### [Objective]
Could you quote, exactly as they stand, the lines running from the one with "[mask] cultivated land -> every instance" to the final line of the material?

Labeled contour entries:
§ §

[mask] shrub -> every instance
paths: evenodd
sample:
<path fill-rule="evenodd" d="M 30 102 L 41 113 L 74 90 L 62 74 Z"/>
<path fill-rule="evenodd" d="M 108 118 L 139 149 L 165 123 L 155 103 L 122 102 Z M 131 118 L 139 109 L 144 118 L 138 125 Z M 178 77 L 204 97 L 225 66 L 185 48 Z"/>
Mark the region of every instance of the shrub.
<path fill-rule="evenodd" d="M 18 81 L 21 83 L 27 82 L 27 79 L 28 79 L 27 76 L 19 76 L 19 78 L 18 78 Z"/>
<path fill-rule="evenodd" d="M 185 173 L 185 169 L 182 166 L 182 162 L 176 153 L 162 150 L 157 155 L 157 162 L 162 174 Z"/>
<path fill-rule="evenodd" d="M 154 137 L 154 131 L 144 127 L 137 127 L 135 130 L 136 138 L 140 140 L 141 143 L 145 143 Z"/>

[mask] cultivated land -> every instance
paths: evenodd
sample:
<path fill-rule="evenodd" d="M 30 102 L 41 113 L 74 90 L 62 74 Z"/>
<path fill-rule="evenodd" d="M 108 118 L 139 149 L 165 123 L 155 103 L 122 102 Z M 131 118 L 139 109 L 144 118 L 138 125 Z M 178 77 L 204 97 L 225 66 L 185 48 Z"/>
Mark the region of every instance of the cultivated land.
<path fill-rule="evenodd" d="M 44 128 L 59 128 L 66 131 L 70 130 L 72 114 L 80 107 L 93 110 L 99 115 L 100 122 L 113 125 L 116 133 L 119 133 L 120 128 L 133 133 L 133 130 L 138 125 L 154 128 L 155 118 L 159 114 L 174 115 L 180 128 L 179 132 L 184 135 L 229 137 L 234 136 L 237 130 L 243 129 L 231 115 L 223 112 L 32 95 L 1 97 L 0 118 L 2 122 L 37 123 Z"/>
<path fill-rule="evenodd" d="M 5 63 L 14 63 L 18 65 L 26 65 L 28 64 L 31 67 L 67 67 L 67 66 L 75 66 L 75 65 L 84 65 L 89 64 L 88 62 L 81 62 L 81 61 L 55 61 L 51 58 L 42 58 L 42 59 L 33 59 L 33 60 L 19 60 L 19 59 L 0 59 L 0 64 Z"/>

§ §

### [Output for this task]
[mask] cultivated land -> every instance
paths: evenodd
sample:
<path fill-rule="evenodd" d="M 30 102 L 41 113 L 74 90 L 62 74 Z"/>
<path fill-rule="evenodd" d="M 108 118 L 139 149 L 165 123 L 155 103 L 122 102 Z M 131 118 L 139 109 L 144 118 L 138 125 Z M 178 77 L 204 97 L 225 66 L 185 48 Z"/>
Mark the region of every instance of the cultivated land.
<path fill-rule="evenodd" d="M 44 128 L 59 128 L 66 131 L 70 130 L 72 114 L 80 107 L 93 110 L 99 115 L 100 122 L 113 125 L 116 133 L 119 133 L 120 128 L 133 133 L 133 130 L 138 125 L 154 128 L 155 118 L 159 114 L 174 115 L 180 128 L 179 132 L 184 135 L 229 137 L 234 136 L 237 130 L 243 129 L 231 115 L 223 112 L 32 95 L 1 97 L 0 118 L 2 122 L 37 123 Z"/>
<path fill-rule="evenodd" d="M 5 63 L 14 63 L 18 65 L 26 65 L 28 64 L 31 67 L 67 67 L 67 66 L 75 66 L 75 65 L 84 65 L 89 64 L 88 62 L 81 62 L 81 61 L 55 61 L 51 58 L 42 58 L 42 59 L 33 59 L 33 60 L 19 60 L 19 59 L 0 59 L 0 64 Z"/>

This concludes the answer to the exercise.